▶ **Data provided**:
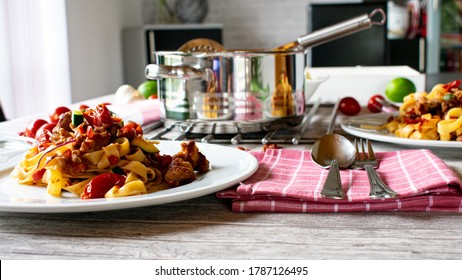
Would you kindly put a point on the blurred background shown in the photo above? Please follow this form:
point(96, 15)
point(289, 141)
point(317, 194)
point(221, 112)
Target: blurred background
point(56, 52)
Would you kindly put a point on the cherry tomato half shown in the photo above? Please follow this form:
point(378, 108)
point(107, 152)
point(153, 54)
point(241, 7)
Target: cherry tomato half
point(33, 126)
point(54, 118)
point(349, 106)
point(43, 133)
point(101, 184)
point(374, 104)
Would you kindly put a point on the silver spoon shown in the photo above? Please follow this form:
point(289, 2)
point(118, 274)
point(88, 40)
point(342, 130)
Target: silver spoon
point(333, 151)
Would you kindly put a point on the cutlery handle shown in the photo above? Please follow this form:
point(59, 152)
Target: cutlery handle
point(378, 188)
point(332, 187)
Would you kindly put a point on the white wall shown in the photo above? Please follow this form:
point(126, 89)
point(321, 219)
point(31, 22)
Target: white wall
point(95, 44)
point(257, 24)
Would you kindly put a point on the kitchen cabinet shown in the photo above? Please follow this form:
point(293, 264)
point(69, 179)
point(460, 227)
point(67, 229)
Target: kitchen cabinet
point(372, 47)
point(451, 36)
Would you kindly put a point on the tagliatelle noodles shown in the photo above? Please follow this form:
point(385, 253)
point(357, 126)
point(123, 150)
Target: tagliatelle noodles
point(445, 127)
point(140, 178)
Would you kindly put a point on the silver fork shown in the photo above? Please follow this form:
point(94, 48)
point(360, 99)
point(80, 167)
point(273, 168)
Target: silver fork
point(368, 161)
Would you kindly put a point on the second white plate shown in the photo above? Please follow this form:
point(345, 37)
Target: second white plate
point(354, 125)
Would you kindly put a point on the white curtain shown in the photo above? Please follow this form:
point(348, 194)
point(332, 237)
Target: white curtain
point(34, 57)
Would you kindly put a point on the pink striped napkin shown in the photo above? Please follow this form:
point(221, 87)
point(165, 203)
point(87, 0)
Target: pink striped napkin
point(289, 181)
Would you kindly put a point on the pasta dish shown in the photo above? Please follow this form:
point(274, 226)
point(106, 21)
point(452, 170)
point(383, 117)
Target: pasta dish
point(433, 116)
point(93, 154)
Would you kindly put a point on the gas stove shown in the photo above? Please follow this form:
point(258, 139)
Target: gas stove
point(312, 126)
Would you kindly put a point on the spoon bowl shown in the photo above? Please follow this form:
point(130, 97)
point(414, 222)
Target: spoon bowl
point(333, 147)
point(333, 151)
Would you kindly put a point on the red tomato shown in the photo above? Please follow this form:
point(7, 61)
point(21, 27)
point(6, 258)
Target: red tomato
point(33, 126)
point(58, 111)
point(349, 106)
point(83, 107)
point(44, 131)
point(101, 184)
point(375, 103)
point(453, 84)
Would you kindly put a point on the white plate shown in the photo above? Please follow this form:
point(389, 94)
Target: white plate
point(353, 127)
point(229, 166)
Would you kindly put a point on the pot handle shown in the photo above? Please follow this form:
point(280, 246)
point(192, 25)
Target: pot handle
point(341, 29)
point(155, 72)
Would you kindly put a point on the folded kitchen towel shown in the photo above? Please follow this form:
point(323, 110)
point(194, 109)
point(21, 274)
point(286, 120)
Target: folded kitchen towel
point(289, 181)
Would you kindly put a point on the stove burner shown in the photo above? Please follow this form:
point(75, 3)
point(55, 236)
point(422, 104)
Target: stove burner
point(278, 131)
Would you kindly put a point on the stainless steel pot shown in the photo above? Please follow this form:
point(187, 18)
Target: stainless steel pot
point(238, 85)
point(243, 86)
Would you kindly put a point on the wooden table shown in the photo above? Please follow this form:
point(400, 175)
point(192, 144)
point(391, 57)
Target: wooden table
point(205, 228)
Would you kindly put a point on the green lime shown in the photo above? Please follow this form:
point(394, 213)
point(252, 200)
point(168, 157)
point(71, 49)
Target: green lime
point(398, 88)
point(148, 89)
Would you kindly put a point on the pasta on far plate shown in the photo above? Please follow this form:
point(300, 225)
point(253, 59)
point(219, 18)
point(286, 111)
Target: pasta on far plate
point(92, 153)
point(431, 116)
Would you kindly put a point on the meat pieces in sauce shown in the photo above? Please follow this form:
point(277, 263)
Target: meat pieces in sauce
point(184, 163)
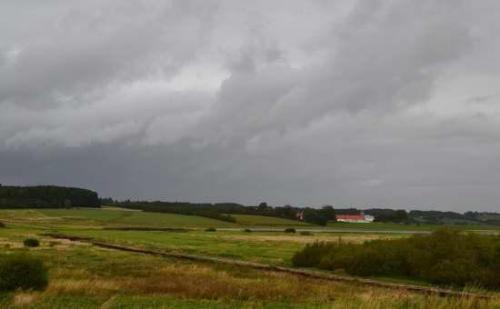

▶ **Exercise brief**:
Edit the material by replacing "Would you kindly" with "Could you" throughout, leaving everything else unchanged. Omit the pictures from your answer.

▶ **Worked solution**:
Could you put a point on the blurred background shown in the photo above? Please follow this form:
point(96, 15)
point(289, 141)
point(317, 194)
point(221, 112)
Target: blurred background
point(56, 52)
Could you put a point on the cherry tomato half shown in the photo above? Please follow this form:
point(378, 108)
point(107, 152)
point(153, 54)
point(241, 7)
Target: cherry tomato half
point(33, 126)
point(54, 118)
point(349, 106)
point(43, 133)
point(101, 184)
point(374, 104)
Could you put a point on the silver spoon shown in the photo above? Please follow this form:
point(289, 2)
point(118, 274)
point(88, 40)
point(342, 130)
Target: silver spoon
point(333, 151)
Could you put a point on the cutlery handle shown in the photo above? Please follow this form:
point(59, 152)
Target: cutlery handle
point(378, 188)
point(332, 187)
Could you put a point on the white wall shown in the photo above? Please follow this form:
point(126, 89)
point(321, 219)
point(31, 22)
Target: white wall
point(95, 44)
point(257, 24)
Could you put a point on the kitchen cabinet shown in the photo above? Please follow this form:
point(293, 264)
point(69, 179)
point(460, 227)
point(67, 229)
Target: kitchen cabinet
point(372, 47)
point(451, 36)
Could you put a point on the tagliatelle noodles shown in the photo above? Please follow this form:
point(385, 253)
point(357, 126)
point(123, 150)
Target: tagliatelle noodles
point(445, 127)
point(140, 178)
Could you put a point on the silver fork shown in the photo above? Please follow this form:
point(94, 48)
point(360, 99)
point(80, 167)
point(273, 168)
Target: silver fork
point(368, 161)
Could you put a point on the second white plate shown in the photo above? Please follow this form:
point(345, 37)
Target: second white plate
point(354, 125)
Could you put a point on the white curtain shown in the photo above? Please follow this form:
point(348, 194)
point(332, 237)
Target: white curtain
point(34, 57)
Could you put a point on the pink striped napkin shown in the photo above? Please follow this form:
point(221, 87)
point(165, 203)
point(87, 0)
Target: pink striped napkin
point(289, 181)
Could you put a point on the pasta dish shown in the photo above? Please follow this form:
point(274, 226)
point(106, 21)
point(452, 170)
point(383, 117)
Target: pasta dish
point(433, 116)
point(93, 154)
Could you put a point on the gas stove shown in the photo above? Please follow this form:
point(258, 139)
Target: gas stove
point(312, 126)
Could you put a point on the spoon bowl shown in the photo above? Please follow this form:
point(130, 97)
point(414, 222)
Target: spoon bowl
point(333, 147)
point(333, 151)
Could you put a point on the red tomato shown in the photo above? Please follow this form:
point(7, 61)
point(21, 27)
point(6, 258)
Target: red tomato
point(33, 126)
point(58, 111)
point(349, 106)
point(83, 107)
point(44, 131)
point(101, 184)
point(375, 103)
point(453, 84)
Could you put a point on the white plate shown in the photo above? Please follow this form:
point(389, 94)
Target: white plate
point(353, 127)
point(229, 166)
Could you put a point on the pot handle shown in the photo above? Please follow this form:
point(280, 246)
point(192, 25)
Target: pot handle
point(341, 29)
point(155, 72)
Could you put a point on the folded kitchen towel shown in the photo above? Please follow this form:
point(323, 110)
point(194, 109)
point(21, 274)
point(286, 120)
Target: folded kitchen towel
point(289, 181)
Could you put a point on the stove burner shown in the photo above? Please follow this form:
point(75, 3)
point(55, 236)
point(422, 104)
Target: stove burner
point(278, 131)
Could you put a point on the stainless steel pot shown in the photo above? Please follow this form:
point(187, 18)
Target: stainless steel pot
point(238, 85)
point(243, 86)
Could you put a point on the wooden table shown in the photo above? Please follow this form:
point(400, 175)
point(192, 144)
point(391, 57)
Target: wooden table
point(205, 228)
Could you put a point on the green lime shown in the photo above? Please follow this form:
point(394, 213)
point(252, 200)
point(168, 157)
point(71, 49)
Target: green lime
point(398, 88)
point(148, 89)
Could you put a point on the pasta on far plate shown in the photo above? Please follow this form:
point(300, 225)
point(253, 59)
point(219, 18)
point(286, 111)
Target: pasta on far plate
point(92, 153)
point(431, 116)
Could you put a point on the meat pieces in sauce shown in the photo above? Please follow this form:
point(277, 263)
Target: meat pieces in sauce
point(184, 163)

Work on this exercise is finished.